(Collection entries)

* * * * * * * * *

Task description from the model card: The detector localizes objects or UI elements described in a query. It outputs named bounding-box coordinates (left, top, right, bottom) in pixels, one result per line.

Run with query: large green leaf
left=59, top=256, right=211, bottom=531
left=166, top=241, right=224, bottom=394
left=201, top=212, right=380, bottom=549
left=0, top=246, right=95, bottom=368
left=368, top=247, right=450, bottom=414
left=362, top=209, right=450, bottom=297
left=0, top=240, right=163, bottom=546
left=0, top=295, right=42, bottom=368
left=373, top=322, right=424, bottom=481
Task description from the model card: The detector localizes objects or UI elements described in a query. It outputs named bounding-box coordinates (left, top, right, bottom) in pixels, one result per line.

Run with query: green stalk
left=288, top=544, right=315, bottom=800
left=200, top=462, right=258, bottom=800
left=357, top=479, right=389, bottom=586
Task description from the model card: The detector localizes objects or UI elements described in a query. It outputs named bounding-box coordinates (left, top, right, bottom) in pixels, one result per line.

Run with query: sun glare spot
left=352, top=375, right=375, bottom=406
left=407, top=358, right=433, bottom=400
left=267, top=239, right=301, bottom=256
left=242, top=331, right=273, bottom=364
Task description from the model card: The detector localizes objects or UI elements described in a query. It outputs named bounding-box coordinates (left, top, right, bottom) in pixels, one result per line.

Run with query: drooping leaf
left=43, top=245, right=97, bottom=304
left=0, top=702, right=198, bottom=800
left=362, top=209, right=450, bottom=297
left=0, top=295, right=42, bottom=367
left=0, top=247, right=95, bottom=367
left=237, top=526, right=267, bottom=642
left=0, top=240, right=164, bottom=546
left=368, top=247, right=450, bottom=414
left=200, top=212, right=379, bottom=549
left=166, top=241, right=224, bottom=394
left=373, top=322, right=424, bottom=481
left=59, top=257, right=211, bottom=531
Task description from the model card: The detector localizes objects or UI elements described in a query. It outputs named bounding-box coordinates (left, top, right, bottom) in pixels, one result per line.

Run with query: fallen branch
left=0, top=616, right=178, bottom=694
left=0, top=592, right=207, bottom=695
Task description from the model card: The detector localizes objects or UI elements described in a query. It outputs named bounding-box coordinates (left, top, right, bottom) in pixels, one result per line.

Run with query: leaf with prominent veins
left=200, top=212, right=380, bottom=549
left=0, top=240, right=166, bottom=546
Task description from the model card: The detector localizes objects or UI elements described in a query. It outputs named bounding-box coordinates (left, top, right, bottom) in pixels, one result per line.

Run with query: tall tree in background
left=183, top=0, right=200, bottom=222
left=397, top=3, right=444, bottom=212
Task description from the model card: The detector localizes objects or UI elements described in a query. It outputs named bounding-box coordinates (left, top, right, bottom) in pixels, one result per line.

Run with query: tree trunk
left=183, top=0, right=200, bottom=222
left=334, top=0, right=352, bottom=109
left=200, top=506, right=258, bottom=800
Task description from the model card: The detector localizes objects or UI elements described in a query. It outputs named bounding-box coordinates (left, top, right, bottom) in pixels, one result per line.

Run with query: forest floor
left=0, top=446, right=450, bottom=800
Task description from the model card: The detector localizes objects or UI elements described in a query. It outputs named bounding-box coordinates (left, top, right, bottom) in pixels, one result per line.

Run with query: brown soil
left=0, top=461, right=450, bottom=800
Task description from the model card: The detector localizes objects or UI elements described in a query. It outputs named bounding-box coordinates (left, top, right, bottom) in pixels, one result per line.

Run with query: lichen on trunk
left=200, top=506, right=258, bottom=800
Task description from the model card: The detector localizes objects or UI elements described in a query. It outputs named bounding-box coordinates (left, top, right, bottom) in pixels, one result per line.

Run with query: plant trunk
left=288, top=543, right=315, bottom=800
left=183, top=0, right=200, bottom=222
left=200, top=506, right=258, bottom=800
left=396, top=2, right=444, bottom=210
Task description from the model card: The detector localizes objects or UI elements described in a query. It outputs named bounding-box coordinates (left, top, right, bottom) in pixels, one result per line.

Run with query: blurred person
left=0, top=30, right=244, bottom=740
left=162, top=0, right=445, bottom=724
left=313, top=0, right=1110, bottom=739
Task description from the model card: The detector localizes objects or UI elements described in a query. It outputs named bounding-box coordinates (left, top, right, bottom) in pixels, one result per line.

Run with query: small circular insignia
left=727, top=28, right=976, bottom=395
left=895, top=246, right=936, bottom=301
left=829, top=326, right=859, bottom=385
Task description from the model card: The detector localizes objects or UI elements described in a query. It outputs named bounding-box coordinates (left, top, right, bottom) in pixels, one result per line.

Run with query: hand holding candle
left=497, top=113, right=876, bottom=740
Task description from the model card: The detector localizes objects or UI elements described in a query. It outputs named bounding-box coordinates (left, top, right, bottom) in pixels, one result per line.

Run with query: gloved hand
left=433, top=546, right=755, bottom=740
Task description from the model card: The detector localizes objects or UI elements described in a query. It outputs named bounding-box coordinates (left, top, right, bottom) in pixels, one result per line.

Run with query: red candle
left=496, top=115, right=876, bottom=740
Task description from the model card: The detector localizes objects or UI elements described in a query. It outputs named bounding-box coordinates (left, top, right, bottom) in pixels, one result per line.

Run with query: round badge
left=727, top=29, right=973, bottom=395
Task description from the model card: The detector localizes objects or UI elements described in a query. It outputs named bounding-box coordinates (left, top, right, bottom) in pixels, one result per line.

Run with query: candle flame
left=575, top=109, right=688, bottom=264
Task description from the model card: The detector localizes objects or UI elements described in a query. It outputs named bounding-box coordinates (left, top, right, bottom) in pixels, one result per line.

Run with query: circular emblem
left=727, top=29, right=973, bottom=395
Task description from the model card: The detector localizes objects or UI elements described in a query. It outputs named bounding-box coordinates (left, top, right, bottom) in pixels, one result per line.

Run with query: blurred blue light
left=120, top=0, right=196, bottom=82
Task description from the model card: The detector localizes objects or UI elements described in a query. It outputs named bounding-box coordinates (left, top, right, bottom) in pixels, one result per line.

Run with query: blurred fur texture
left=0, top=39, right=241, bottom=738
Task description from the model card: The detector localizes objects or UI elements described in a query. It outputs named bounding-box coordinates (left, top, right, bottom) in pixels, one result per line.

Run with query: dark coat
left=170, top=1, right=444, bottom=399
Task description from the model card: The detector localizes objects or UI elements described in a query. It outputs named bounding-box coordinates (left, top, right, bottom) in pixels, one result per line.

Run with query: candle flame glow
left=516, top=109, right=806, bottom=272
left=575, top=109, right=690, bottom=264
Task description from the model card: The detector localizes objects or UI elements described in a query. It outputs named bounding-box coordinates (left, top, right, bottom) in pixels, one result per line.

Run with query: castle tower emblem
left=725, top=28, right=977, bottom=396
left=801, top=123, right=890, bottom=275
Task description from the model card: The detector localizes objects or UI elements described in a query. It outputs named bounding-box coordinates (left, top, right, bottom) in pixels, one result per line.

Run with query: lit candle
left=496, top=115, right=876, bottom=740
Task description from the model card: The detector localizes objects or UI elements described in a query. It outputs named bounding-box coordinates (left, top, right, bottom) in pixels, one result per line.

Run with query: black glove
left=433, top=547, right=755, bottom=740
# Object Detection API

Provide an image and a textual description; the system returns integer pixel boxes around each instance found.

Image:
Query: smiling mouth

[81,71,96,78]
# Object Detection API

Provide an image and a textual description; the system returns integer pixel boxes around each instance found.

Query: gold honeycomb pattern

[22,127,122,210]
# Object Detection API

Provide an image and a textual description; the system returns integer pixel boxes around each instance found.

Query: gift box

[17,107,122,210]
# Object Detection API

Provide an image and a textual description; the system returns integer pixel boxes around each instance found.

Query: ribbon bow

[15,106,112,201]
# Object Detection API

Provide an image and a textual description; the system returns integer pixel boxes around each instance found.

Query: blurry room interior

* * * * * * * * *

__Problem__. Repeat the entries exactly, all of them.

__Written solution__.
Task description from the model card: The detector localizes objects or UI elements described in a query. It outputs named bounding-box coordinates (left, top, right, bottom) in pixels, one result per line.

Run with query: large green leaf
left=59, top=256, right=211, bottom=531
left=166, top=241, right=224, bottom=394
left=201, top=212, right=380, bottom=549
left=0, top=246, right=95, bottom=368
left=368, top=247, right=450, bottom=414
left=362, top=209, right=450, bottom=297
left=0, top=240, right=163, bottom=546
left=0, top=295, right=42, bottom=368
left=373, top=322, right=424, bottom=481
Task description from the model card: The detector localizes objects or UI elements described in a query. It outputs named bounding-box coordinates (left, top, right, bottom) in pixels, one result per line.

Run with query: green stalk
left=288, top=544, right=315, bottom=800
left=200, top=462, right=258, bottom=800
left=357, top=479, right=389, bottom=586
Task description from the model card: The detector localizes objects or UI elements described in a query. It outputs named bounding-box coordinates (left, top, right, bottom) in pixels, one result per line.

Run with query: sun glare spot
left=352, top=375, right=375, bottom=406
left=407, top=358, right=433, bottom=400
left=267, top=239, right=301, bottom=256
left=242, top=331, right=273, bottom=364
Task description from the model card: The detector localizes objects or UI elements described in a query. It outputs named bounding-box coordinates (left, top, right, bottom) in pixels, one result per line.

Run with query: drooping leaf
left=43, top=245, right=97, bottom=304
left=0, top=702, right=198, bottom=800
left=362, top=209, right=450, bottom=297
left=0, top=295, right=42, bottom=367
left=0, top=247, right=95, bottom=367
left=237, top=526, right=267, bottom=642
left=0, top=240, right=164, bottom=546
left=368, top=247, right=450, bottom=414
left=200, top=212, right=379, bottom=549
left=166, top=241, right=224, bottom=394
left=373, top=322, right=424, bottom=481
left=59, top=257, right=211, bottom=531
Task description from the model card: The detector localizes objects or UI elements described in a query. It outputs named bounding-box coordinates (left, top, right, bottom) in pixels, one result per line.

Run with query: fallen branch
left=0, top=616, right=178, bottom=694
left=0, top=592, right=207, bottom=695
Task description from the model card: The detector localizes objects or UI elements described in a query. It outputs named bounding-box coordinates (left, top, right, bottom) in pixels, one result per line.

Run with query: leaf with prominent veins
left=200, top=212, right=380, bottom=549
left=0, top=240, right=166, bottom=546
Task description from the model card: The detector localizes objects or UI elements described in a query. It outputs named bounding-box coordinates (left, top, right, bottom) in pixels, one result per line.

Run with query: tall tree in background
left=183, top=0, right=200, bottom=222
left=397, top=3, right=444, bottom=212
Task description from the model card: The detector localizes objects or UI elements described in a query. It outputs named bounding-box coordinates (left, top, right, bottom) in pixels, one result per line.

Run with query: tree trunk
left=183, top=0, right=200, bottom=222
left=334, top=0, right=352, bottom=109
left=200, top=506, right=258, bottom=800
Task description from the model card: The detector localizes objects or UI elements described in a query. It outputs named bounding-box coordinates (left, top, right, bottom) in pixels, one result per line.

Run with query: forest floor
left=0, top=446, right=450, bottom=800
Task description from the model card: The detector localizes objects or UI elements described in a query. It outputs named bounding-box coordinates (left, top, right, bottom) in pixels, one result per line.

Run with query: brown soil
left=0, top=461, right=450, bottom=800
Task description from the model card: The detector localizes objects or UI elements described in a query. It outputs named bounding-box coordinates (left, top, right, bottom) in pixels, one result per line.

Run with query: lichen on trunk
left=200, top=506, right=258, bottom=800
Task description from the model card: The detector localizes objects or UI elements described in a query. It outputs named bounding-box coordinates (left, top, right, bottom) in pixels, one result per line.

Run with query: plant trunk
left=288, top=543, right=315, bottom=800
left=183, top=0, right=200, bottom=222
left=200, top=506, right=258, bottom=800
left=396, top=2, right=444, bottom=210
Task description from the model card: The detector localizes objects or UI elements described in a query. It outputs named bounding-box coordinates (left, top, right, bottom) in pixels, one result per line.

Run with query: blurred person
left=0, top=30, right=244, bottom=740
left=162, top=0, right=445, bottom=724
left=313, top=0, right=1110, bottom=739
Task description from the model card: The detector localizes objects or UI elements described in a query. It outputs named bounding-box coordinates (left, top, right, bottom) in pixels, one result per line.

Run with query: small circular insignia
left=727, top=28, right=976, bottom=395
left=895, top=246, right=936, bottom=301
left=829, top=326, right=859, bottom=385
Task description from the model card: The detector localizes objects or UI elements described in a query. It outputs named bounding-box coordinates (left, top, right, bottom) in pixels, one result per line.

Run with query: hand holding candle
left=497, top=113, right=876, bottom=740
Task description from the model card: The detector localizes objects or UI elements described in a query. It outputs named bounding-box coordinates (left, top, right, bottom) in pixels, one result per line.

Run with query: gloved hand
left=433, top=546, right=755, bottom=740
Task description from the model card: The detector localizes objects or UI elements described in a query. It outputs named bounding-box coordinates (left, top, right, bottom) in pixels, one result per line.

Run with query: red candle
left=496, top=115, right=876, bottom=740
Task description from the model card: The detector localizes objects or UI elements described in a query. It outputs named bounding-box coordinates (left, top, right, bottom) in pixels, one result per line.

Run with query: round badge
left=727, top=29, right=973, bottom=395
Task description from the model card: The detector localizes objects or UI elements described in a query. It outputs named bounding-box coordinates (left, top, right, bottom) in pixels, one result per line.

Run with query: candle flame
left=575, top=109, right=688, bottom=264
Task description from the model card: The detector localizes objects or UI elements described in a query. It outputs named bounding-box coordinates (left, top, right, bottom) in pixels, one result per line.

Run with query: circular emblem
left=727, top=29, right=973, bottom=395
Task description from the model card: The detector localizes objects or UI elements described in a query. It outputs named bounding-box coordinates (left, top, right, bottom) in pixels, one result per line.

Run with query: blurred blue light
left=120, top=0, right=196, bottom=82
Task description from the model card: The detector localizes objects or UI elements described in a query. It outputs named bounding-box coordinates (left, top, right, bottom) in pixels, one result per line.

Run with query: blurred fur texture
left=0, top=39, right=241, bottom=738
Task description from the model card: The detector localizes objects or UI elements described in a query. It outputs named bounding-box coordinates (left, top, right, bottom) in pixels, one result per line.

Run with query: dark coat
left=170, top=1, right=444, bottom=399
Task description from the model card: The detector localizes objects or UI elements described in a query. It outputs named bounding-box coordinates (left, top, right, bottom) in pixels, one result per line.

Run with query: candle flame glow
left=516, top=109, right=806, bottom=272
left=575, top=109, right=690, bottom=264
Task description from the model card: The detector localizes objects or UI elements described in a query. It outputs named bounding-box coordinates (left, top, right, bottom) in pixels, one result per line.

Run with query: castle tower emblem
left=725, top=28, right=977, bottom=396
left=801, top=123, right=890, bottom=275
Task description from the model card: The detector localizes objects or UI elements described in a query. It outputs named bounding-box coordinates (left, top, right, bottom) in pixels, one result per line.

Run with query: lit candle
left=496, top=115, right=876, bottom=740
Task description from the model card: The detector localizes objects or UI elements described in a query. It outputs named bounding-box coordinates (left, top, right, bottom) in pixels, one result per line.

Run with query: black glove
left=433, top=547, right=755, bottom=740
# Object Detection API

Provide an image and a textual description; the system returns integer pixel boxes around each instance found.

Image:
Query: smiling mouth

[81,71,96,78]
# Object Detection API

Provide an image and a textual description; the system returns integer pixel boxes around each instance found.

Query: gold honeycomb pattern

[22,127,122,210]
# Object Detection API

Provide an image and a textual description; the system returns integer pixel boxes around each instance found.

Query: gift box

[17,107,122,210]
# Object Detection API

Provide an image and a textual description; the system returns integer pixel boxes around each instance found.

Query: ribbon bow

[15,106,112,201]
# Object Detection API

Provide an image and a textual description; the system returns integer pixel boxes around each instance found.

Query: blurry room interior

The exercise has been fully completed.